> **Extract**
- - -
Her third studio album, This Is How Tomorrow Moves, was released August 9, 2024, via Dirty Hit, produced primarily by Rick Rubin at his Malibu studio, Shangri-La, alongside co-producer Jacob Bugden. The album became a landmark achievement: it debuted at number 1 on the UK Albums Chart, the Scottish Albums Chart and the UK Independent Albums Chart, her first-ever UK number-one album, moving on the strength of 17,202 chart units in its first week across CDs, vinyl, cassettes, downloads and streaming-equivalent units. It also topped the UK's Record Store and Vinyl Albums charts that week. Critically the record was very well received. Rolling Stone praised Rubin's "attentive production style," saying the album "ventures into new territory but makes it feel worn-in." NPR highlighted it as an album where Beabadoobee "finds her footing" under Rubin's guidance. The Guardian's Kitty Empire described the track "Post" as running "a Taylor Swift-ish pop song" through a "zoomergaze" filter. Notable tracks include "Beaches," an "epic, self-assured rock track" about the peace she found recording in Malibu, and "Real Man," a Fiona Apple-indebted, piano-driven takedown of "disappointing men," co-written with her boyfriend, later issued as the album's fifth single.

Pylon (2026)

In June 2026, Beabadoobee announced her fourth studio album, Pylon, set for release September 18, 2026, via Dirty Hit and Interscope Records, marking her first release under a major-label partnership alongside her longtime indie home. The 14-track album is named after the electricity pylons that line highways worldwide and is described as a "harsher, more direct" sonic pivot, drawing on classic grunge, Midwest emo and 1990s radio rock, with themes of isolation, distance and emotional instability shaped by extensive touring. The lead single, "Sun Has Set," was released alongside the announcement, with an accompanying music video directed by her partner, filmmaker Jake Erland.

Sound and Influences

Beabadoobee's core artistic signature is a self-aware, deeply referential channeling of 1990s alternative and indie rock, filtered through Gen Z sensibilities and bedroom-pop production roots. Her early work was pure bedroom pop and lo-fi acoustic indie folk, sparse, intimate, DIY, but by Fake It Flowers she had shifted decisively toward fuzzy, distorted guitar rock explicitly modeled on 1990s alt-rock and grunge.
- - -
> **Work to complete**
Reproduce word for word the stretch of the Beabadoobee text above from "Beabadoobee's core artistic" through "alt-rock and grunge.".

> **Material supplied**
- - -
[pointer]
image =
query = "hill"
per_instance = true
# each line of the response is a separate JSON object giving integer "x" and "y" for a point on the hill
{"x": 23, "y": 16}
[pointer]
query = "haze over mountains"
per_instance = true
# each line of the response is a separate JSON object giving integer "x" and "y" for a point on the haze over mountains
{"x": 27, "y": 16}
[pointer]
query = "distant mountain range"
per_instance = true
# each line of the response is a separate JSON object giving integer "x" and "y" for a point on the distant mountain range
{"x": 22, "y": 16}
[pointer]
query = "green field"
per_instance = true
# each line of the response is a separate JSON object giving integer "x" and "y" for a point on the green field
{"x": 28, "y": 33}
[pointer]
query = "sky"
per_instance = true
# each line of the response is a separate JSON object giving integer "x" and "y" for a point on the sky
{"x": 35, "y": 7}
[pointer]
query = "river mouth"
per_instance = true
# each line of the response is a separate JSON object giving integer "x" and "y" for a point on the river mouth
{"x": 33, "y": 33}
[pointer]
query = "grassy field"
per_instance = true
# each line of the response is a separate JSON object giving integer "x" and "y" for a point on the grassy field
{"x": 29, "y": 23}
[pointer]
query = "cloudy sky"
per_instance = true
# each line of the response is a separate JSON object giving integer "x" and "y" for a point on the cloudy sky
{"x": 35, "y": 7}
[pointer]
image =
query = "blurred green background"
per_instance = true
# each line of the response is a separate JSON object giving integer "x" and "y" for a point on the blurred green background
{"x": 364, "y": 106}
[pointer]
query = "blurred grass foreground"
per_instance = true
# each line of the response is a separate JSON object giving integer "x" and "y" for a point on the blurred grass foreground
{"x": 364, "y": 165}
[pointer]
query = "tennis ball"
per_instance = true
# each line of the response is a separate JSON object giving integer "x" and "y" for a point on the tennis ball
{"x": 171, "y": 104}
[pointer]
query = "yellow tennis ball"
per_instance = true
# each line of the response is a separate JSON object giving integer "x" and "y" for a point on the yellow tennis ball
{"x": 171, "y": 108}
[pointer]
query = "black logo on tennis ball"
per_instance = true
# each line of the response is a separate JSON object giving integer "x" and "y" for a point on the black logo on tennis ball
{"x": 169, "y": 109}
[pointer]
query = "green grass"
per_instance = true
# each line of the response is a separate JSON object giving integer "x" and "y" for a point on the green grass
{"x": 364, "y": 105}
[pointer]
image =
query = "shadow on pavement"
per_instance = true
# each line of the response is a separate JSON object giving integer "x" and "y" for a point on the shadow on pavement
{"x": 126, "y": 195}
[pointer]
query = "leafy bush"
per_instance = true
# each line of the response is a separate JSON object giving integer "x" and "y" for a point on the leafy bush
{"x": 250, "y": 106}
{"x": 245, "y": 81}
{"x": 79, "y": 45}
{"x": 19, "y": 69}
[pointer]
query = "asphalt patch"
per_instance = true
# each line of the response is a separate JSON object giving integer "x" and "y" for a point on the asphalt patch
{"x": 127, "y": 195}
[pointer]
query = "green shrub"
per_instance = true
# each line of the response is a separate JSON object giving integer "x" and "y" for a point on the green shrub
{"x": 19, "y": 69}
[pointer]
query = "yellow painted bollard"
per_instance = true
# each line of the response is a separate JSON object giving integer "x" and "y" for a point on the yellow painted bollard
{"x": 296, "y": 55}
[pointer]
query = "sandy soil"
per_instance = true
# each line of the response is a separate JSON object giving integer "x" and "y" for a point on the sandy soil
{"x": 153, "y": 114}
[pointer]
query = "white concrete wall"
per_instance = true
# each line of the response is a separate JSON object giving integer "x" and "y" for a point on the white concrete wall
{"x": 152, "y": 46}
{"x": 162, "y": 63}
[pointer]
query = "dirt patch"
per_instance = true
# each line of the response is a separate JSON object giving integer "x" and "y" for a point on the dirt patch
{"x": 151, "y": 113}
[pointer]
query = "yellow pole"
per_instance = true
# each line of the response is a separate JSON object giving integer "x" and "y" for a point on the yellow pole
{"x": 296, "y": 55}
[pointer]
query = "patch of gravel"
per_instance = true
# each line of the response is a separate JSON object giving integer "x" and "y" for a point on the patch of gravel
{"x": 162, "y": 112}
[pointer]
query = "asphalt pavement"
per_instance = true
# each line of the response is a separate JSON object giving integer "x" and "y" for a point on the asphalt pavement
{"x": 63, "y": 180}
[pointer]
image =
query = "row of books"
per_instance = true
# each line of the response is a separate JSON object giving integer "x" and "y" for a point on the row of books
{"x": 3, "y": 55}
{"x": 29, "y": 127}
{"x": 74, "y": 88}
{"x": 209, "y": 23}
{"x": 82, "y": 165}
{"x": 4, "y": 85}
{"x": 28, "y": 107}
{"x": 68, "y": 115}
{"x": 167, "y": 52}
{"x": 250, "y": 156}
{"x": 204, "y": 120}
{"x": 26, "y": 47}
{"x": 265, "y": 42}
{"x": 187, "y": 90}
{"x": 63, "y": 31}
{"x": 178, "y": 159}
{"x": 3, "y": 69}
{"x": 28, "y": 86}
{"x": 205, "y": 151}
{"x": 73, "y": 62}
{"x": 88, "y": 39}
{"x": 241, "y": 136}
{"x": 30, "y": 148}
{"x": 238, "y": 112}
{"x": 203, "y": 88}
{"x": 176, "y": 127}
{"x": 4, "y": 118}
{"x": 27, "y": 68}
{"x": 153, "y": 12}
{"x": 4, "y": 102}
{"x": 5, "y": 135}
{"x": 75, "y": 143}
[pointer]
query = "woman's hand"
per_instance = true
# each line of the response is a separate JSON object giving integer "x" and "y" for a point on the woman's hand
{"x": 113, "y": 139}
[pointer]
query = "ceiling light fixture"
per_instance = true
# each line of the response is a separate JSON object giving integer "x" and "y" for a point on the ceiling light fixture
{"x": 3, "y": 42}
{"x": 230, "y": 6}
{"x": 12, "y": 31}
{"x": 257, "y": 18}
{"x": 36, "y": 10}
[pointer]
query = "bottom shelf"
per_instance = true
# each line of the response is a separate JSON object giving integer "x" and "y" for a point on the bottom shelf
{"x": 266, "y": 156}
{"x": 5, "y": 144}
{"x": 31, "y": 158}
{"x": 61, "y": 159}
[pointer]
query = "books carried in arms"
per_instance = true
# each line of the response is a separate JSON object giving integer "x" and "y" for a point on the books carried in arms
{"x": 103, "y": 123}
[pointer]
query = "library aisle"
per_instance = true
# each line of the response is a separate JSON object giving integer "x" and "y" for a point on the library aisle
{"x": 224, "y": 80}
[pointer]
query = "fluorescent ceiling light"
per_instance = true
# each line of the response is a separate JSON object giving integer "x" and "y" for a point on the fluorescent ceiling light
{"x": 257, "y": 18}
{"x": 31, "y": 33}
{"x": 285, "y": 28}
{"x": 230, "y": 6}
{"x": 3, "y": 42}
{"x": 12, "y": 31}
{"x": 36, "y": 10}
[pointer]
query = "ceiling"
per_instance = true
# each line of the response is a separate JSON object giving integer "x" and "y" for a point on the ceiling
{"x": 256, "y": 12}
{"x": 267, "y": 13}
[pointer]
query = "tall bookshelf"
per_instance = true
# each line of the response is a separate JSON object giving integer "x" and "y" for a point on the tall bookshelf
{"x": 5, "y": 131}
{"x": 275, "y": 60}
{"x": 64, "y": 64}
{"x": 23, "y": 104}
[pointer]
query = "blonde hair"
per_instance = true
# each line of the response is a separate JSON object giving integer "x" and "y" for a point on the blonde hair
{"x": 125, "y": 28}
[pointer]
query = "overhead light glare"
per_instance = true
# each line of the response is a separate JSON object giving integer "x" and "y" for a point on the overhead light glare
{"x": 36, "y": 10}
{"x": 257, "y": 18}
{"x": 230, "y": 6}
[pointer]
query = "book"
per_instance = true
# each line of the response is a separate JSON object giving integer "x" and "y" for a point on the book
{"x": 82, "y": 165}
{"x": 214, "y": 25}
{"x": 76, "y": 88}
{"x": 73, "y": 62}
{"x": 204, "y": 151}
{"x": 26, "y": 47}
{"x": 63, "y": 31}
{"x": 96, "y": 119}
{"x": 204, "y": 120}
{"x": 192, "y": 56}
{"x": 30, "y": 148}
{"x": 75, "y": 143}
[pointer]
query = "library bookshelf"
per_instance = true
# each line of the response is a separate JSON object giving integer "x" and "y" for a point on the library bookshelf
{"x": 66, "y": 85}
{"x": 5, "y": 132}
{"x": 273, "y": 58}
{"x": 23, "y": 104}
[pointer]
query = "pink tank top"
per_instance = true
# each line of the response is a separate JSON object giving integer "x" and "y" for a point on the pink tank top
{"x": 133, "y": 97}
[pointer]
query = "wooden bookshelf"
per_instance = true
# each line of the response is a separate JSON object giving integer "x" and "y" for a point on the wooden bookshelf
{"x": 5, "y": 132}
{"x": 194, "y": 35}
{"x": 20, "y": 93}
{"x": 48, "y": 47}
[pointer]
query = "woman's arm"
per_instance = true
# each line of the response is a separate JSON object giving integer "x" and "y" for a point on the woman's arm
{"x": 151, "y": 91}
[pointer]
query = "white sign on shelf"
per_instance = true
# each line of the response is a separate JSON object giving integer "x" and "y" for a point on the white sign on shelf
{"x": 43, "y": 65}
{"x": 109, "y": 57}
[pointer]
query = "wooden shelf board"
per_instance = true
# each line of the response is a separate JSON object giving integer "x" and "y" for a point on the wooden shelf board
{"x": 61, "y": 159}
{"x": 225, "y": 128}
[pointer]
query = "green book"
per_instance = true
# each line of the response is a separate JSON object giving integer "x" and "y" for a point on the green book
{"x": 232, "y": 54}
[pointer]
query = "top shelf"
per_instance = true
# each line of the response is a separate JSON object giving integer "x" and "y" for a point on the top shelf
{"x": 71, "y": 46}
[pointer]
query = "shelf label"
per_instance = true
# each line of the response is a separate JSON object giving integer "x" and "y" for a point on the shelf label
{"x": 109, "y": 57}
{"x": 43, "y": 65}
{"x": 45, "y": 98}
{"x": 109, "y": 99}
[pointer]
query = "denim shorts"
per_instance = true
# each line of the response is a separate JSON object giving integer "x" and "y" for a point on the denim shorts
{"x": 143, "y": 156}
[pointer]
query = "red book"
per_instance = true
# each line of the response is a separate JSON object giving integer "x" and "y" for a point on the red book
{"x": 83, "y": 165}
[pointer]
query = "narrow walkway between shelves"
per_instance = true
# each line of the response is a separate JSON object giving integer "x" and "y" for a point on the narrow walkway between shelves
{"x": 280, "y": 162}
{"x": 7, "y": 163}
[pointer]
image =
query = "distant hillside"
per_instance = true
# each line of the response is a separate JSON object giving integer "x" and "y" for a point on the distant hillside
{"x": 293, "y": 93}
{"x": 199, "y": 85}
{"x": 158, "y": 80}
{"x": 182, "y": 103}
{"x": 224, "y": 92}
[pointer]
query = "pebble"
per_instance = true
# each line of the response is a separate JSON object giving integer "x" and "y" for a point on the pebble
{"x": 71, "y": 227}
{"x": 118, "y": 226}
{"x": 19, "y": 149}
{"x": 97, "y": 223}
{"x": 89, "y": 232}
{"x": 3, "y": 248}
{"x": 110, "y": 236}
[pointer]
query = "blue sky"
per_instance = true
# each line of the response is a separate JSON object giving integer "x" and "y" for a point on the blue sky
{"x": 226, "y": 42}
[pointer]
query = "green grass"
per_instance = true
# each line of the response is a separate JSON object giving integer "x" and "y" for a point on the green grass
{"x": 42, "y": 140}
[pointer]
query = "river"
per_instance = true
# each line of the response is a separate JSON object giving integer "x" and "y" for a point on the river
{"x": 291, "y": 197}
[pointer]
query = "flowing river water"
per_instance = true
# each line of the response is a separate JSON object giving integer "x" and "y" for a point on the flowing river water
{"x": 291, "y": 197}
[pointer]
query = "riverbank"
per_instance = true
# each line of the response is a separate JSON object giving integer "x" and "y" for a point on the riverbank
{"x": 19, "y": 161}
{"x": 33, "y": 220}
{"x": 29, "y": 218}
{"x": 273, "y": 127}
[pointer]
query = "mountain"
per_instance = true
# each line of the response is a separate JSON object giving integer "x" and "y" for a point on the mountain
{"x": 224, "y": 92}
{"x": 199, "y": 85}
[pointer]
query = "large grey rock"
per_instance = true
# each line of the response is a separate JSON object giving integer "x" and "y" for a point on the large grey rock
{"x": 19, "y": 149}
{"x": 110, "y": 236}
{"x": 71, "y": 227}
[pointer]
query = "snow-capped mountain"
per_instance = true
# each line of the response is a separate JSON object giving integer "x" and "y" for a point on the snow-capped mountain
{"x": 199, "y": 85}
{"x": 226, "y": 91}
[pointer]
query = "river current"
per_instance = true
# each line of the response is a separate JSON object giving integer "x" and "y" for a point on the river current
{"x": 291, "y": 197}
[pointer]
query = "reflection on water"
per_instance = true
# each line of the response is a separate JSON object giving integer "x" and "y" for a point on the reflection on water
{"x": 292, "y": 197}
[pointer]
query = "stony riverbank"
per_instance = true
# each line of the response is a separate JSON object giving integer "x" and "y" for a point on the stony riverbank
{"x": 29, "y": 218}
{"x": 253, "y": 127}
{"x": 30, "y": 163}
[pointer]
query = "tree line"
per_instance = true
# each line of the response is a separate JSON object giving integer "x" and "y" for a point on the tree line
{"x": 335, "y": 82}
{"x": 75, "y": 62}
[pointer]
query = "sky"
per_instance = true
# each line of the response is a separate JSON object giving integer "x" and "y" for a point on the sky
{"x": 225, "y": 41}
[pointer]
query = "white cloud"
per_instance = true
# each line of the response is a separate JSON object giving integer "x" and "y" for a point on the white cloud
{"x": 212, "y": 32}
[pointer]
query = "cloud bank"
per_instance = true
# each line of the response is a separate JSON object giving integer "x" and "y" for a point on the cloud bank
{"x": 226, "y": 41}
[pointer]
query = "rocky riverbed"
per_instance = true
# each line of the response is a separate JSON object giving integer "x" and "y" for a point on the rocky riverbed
- - -
> **Reply**
Beabadoobee's core artistic signature is a self-aware, deeply referential channeling of 1990s alternative and indie rock, filtered through Gen Z sensibilities and bedroom-pop production roots. Her early work was pure bedroom pop and lo-fi acoustic indie folk, sparse, intimate, DIY, but by Fake It Flowers she had shifted decisively toward fuzzy, distorted guitar rock explicitly modeled on 1990s alt-rock and grunge.